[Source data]

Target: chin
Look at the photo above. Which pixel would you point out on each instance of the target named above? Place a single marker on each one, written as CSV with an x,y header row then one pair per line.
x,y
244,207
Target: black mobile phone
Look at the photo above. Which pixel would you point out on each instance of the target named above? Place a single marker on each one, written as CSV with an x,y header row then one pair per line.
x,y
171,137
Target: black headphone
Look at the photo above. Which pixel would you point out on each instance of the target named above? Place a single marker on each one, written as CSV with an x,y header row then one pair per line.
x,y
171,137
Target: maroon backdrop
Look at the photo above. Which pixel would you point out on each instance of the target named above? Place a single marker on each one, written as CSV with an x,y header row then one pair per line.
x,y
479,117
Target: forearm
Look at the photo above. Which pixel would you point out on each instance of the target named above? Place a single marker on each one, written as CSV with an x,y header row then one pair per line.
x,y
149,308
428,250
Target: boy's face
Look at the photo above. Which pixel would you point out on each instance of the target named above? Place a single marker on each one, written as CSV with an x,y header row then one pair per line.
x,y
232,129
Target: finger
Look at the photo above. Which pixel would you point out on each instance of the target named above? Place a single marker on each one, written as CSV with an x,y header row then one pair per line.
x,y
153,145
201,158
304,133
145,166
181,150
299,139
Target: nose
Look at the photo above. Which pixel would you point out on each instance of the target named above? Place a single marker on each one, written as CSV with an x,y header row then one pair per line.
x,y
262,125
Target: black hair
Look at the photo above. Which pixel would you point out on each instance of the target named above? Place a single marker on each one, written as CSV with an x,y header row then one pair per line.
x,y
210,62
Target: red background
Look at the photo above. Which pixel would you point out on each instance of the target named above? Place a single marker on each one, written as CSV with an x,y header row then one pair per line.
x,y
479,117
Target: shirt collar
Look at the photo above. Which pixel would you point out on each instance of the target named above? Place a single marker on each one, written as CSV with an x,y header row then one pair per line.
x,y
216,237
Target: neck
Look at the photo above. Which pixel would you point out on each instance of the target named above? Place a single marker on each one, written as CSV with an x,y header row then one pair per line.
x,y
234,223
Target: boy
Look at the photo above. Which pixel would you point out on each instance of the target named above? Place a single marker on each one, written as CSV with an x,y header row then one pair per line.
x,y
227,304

### What this task involves
Copy only the entries from the first line to the line with "Target: black mobile phone", each exactly as it appears.

### Written response
Target: chin
Look at the photo above. Which pixel would you point out on each instance of the target named above? Place a single marker on each one, written as CSV with an x,y header row then one pair per line.
x,y
244,207
Target: black mobile phone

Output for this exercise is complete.